■ Passage to read ■
━━━━

# Rally-O in Canada



## The_Artful_Dodger (Mar 26, 2009)

Who here does rally obedience in Canada? 

Dodger and I have been taking a rally class and he's doing really well so far. Last week was the 3rd class and he happily ran a mini-course with the 18 signs we've learned so far without me needing to use any treats! I'm thinking of signing him up for some southern ontario competitions this summer but I've never done any type of dog sport before and I don't know where to start! I was wondering what the differences are between CARO and CKC trials? I know that mixed breeds can participate in CARO but is there much difference in the actual events? Do I have to have a membership with a club in order to compete or can I just register him for the trial? He was registered with the CKC by his breeder when he was a puppy but do I need to have some type of membership or something? Also, do trials often fill-up before the registration deadline? Since you have to sign up so far in advance, how do you know what level to pick, if your dog might or might not have earned the beginner title by that point?

Any info/advice you might have would be very appreciated! Thanks!


----------



## Luci (May 26, 2009)

I believe the CKC trials you can't have any food at, but I'm not sure of the difference between the actual CKC and CARO. Your best bet here would be to compare the rules. For CKC you have to buy them because they aren't available otherwise. Maybe ask your trainer? 

This website has a list of events for pretty much every type of event: http://www.canuckdogs.com

You can generally just sign up for the event and don't need a membership unless it's listed. Do you have his papers? For the CKC events you'll need his registered # to go on the forms.

I'm not sure about your last two questions. We're doing our first trial in July in Oshawa!


----------



## The_Artful_Dodger (Mar 26, 2009)

Thanks! I'll go see if I can figure out how to buy the ckc rules. Good luck in Oshawa!! I think we are going to start in July as well, in Stratford or Orillia...or both! I found out that for CARO you do need a membership, but there is a place not too far away from me that seems to be running trials about once a month, so maybe we'll try that too sometime.


----------



## Luci (May 26, 2009)

The_Artful_Dodger said:


> Thanks! I'll go see if I can figure out how to buy the ckc rules. Good luck in Oshawa!! I think we are going to start in July as well, in Stratford or Orillia...or both! I found out that for CARO you do need a membership, but there is a place not too far away from me that seems to be running trials about once a month, so maybe we'll try that too sometime.


The Stratford trial is the day before the one we're going to do!

Good luck to you guys too! :wavey:


----------



## Mighty Casey and Samson's Mom (Jul 16, 2008)

There are loads of differences between CKC rally and CARO, so check it out. You will need an ERN number or something to compete if not already registered in Canada.
IME CKC is much easier than CARO. Good luck and have fun!


----------

━━━━

■ Set of tasks ■
A. Repeat the part of the rally thread from "There are loads" to "and have fun!".
B. In the rally thread, why isn't the first poster sure which level to enter at a trial? Answer in one to three sentences.
The data after this thread plays no part in what you're asked to do.

■ Given data ■

━━━━

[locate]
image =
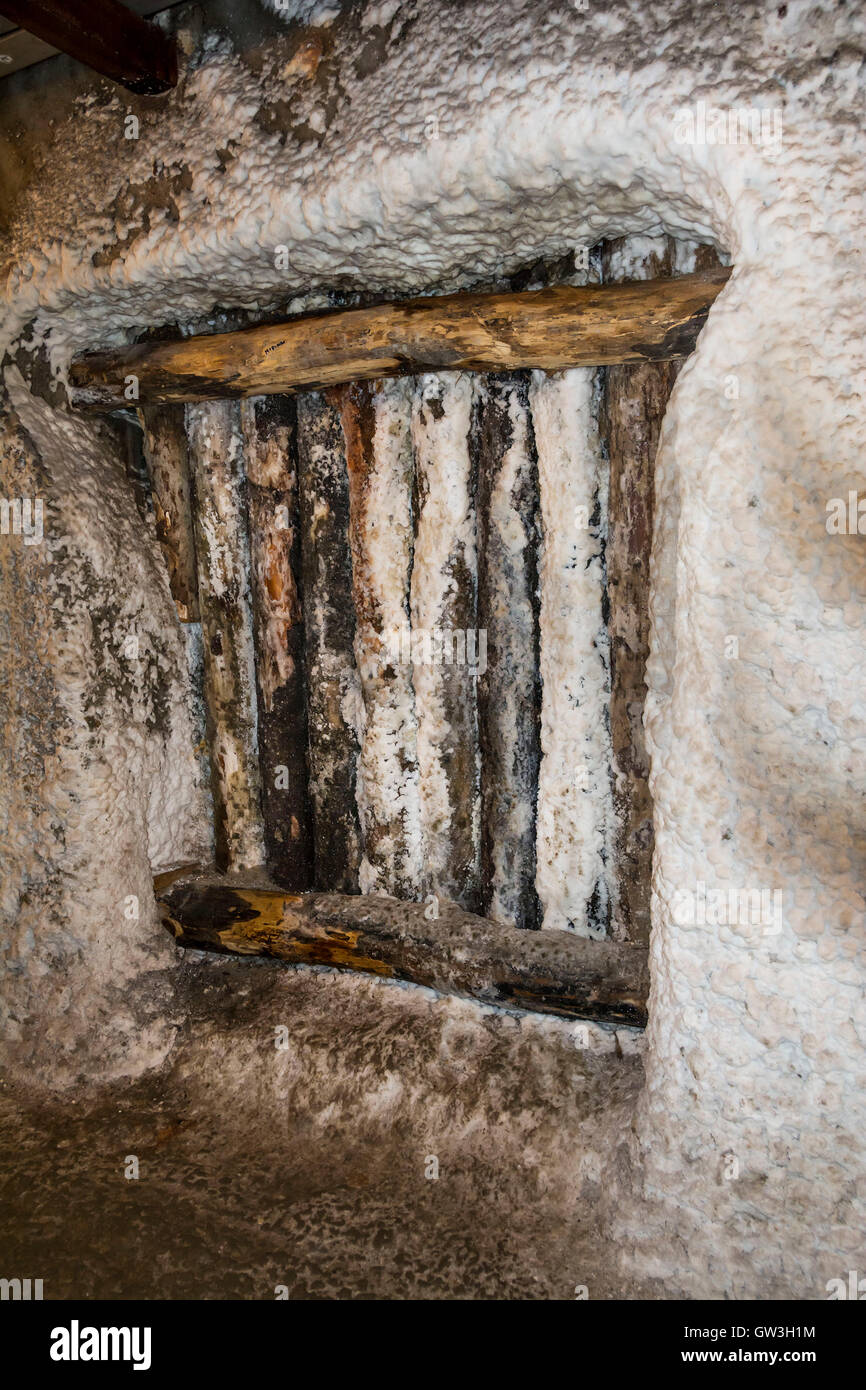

━━━━

■ Answers below ■
A.
There are loads of differences between CKC rally and CARO, so check it out. You will need an ERN number or something to compete if not already registered in Canada.
IME CKC is much easier than CARO. Good luck and have fun!

B. You have to sign up for trials far in advance. At that point the poster can't know whether the dog will have earned the beginner title by the time of the trial.